§ Tasks to carry out:
a) In the post on self-published books, copy the stretch from "Jay Crownover self-published" through "wait for Rome.", switching "new adult" to "young adult".
b) Mark each statement yes or no to show whether it agrees with the post on self-published books, and quote the words that settle it. (i) Old Man’s War was optioned for a film in 2011. (ii) The writer liked Jet as much as Rule. (iii) Scalzi sold Old Man’s War to Tor before serializing it on his blog.

Now that I’ve whinged a bit on self publishing issues, I thought I’d spend time giving some love to some self-published authors whose books I love. I’ve picked from quite a few genres here.
Self-Published Books That Sold To Publishers
In one of the first sales of its kind, John Scalzi sold Old Man’s War to Tor after serializing it on his blog. It was nominated for a Hugo award in 2006 and optioned for a film in 2011, and it was largely on the basis of this book that he won the Campbell award. Not too shabby.
Jay Crownover self-published Rule, a new adult romance, then picked up a publisher for it. It’s the first new adult book where I really got the category, and it’s well-written and realistic. I loved this book, one of my favorites of the year. And, okay, the cover’s full of win. Here’s a gushing review by someone who does read a lot of new adult. I agree: the characters are really distinct and interesting, and it’s well done. I also read Jet, but didn’t love it quite as much. Still a very good book, though. Can’t wait for Rome.

§ Records:
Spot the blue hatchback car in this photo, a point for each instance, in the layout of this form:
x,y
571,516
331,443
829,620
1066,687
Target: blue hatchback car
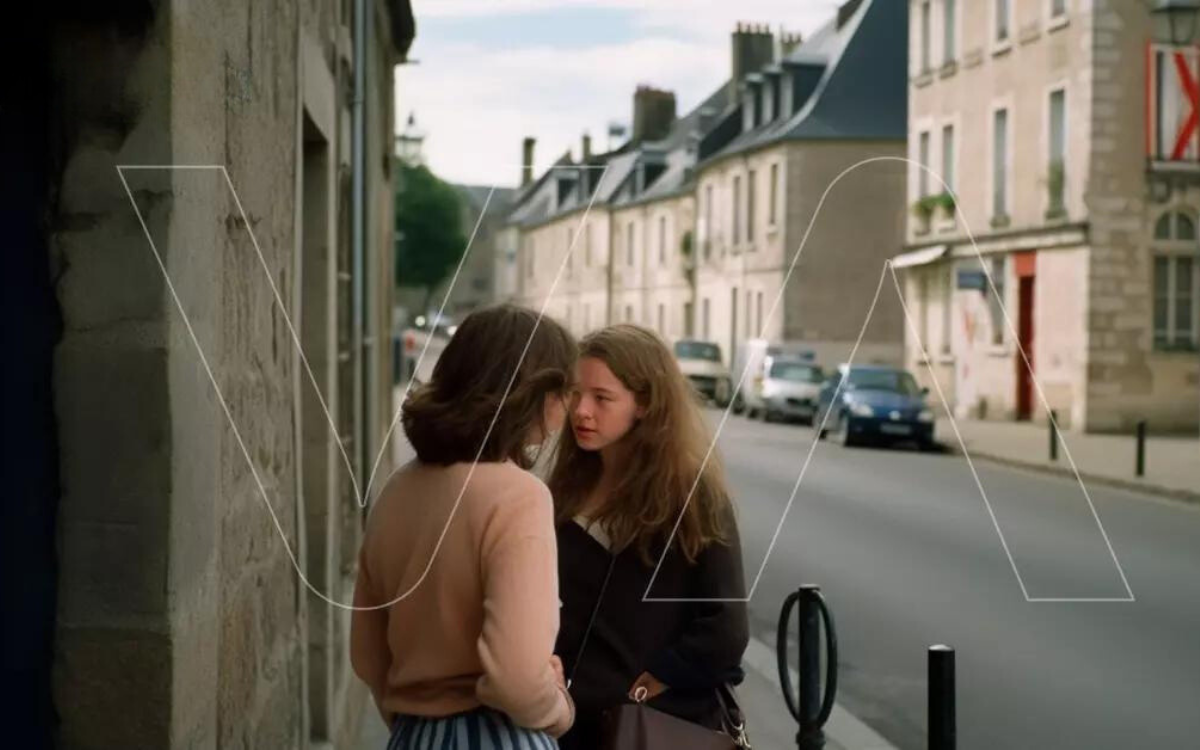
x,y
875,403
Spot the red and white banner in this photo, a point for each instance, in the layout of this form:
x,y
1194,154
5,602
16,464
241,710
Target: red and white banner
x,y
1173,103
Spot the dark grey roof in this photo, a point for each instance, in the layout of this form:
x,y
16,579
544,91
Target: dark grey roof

...

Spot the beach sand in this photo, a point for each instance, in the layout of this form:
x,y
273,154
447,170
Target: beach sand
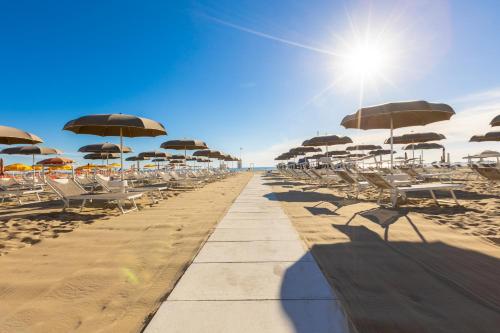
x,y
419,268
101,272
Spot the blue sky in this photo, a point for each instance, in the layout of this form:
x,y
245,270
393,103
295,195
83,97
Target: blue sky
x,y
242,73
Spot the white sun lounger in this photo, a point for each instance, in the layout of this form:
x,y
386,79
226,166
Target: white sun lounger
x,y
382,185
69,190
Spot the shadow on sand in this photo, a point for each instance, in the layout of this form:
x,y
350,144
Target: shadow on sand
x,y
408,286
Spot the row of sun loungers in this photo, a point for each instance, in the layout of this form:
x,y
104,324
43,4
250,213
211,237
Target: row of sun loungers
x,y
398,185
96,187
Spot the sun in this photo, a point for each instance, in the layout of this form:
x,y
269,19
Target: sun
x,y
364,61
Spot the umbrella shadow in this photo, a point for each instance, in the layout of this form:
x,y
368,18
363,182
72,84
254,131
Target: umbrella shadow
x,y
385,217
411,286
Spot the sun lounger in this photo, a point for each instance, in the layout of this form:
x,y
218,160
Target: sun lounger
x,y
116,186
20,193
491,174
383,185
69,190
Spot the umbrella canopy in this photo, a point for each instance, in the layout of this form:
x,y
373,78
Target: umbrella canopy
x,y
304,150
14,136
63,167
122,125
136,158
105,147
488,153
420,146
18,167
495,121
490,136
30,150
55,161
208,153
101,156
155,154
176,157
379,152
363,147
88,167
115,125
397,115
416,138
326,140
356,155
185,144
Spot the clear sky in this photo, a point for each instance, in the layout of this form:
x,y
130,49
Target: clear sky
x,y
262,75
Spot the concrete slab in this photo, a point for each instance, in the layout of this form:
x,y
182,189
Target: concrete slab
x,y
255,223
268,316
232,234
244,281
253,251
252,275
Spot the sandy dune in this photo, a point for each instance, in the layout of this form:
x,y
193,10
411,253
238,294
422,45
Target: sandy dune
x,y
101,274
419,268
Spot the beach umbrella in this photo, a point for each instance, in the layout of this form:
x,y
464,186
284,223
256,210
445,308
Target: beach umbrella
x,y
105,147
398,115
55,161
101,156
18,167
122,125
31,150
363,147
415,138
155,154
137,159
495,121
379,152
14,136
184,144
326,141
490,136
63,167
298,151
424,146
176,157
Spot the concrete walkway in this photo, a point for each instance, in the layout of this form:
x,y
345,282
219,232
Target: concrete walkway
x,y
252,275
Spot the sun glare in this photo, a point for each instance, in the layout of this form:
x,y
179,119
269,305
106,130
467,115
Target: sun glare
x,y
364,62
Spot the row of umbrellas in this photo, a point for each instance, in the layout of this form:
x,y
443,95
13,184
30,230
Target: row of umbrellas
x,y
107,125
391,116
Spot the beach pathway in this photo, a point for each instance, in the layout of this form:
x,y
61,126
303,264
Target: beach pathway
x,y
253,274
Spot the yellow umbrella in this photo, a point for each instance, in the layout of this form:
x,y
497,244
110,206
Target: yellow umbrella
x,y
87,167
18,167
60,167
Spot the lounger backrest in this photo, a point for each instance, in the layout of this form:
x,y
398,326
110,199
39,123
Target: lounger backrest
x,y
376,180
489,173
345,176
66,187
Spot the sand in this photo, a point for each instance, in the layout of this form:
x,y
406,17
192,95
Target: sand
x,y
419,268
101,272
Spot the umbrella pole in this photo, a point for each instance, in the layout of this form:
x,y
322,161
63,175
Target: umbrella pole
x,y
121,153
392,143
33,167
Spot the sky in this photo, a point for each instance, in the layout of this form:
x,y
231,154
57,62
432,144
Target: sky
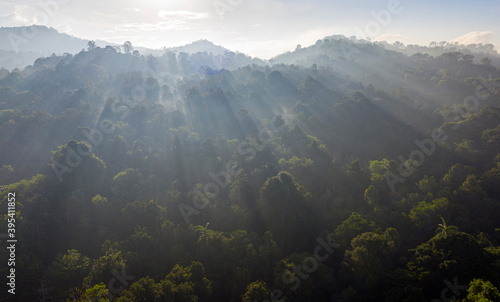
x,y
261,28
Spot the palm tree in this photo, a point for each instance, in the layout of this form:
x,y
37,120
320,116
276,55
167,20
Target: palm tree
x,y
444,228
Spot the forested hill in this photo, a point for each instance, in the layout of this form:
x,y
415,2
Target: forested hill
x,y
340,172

§ Outputs:
a)
Jay Crownover self-published Rule, a young adult romance, then picked up a publisher for it. It’s the first young adult book where I really got the category, and it’s well-written and realistic. I loved this book, one of my favorites of the year. And, okay, the cover’s full of win. Here’s a gushing review by someone who does read a lot of young adult. I agree: the characters are really distinct and interesting, and it’s well done. I also read Jet, but didn’t love it quite as much. Still a very good book, though. Can’t wait for Rome.

b)
(i) Yes: "optioned for a film in 2011"
(ii) No: "I also read Jet, but didn’t love it quite as much."
(iii) No: "sold Old Man’s War to Tor after serializing it on his blog"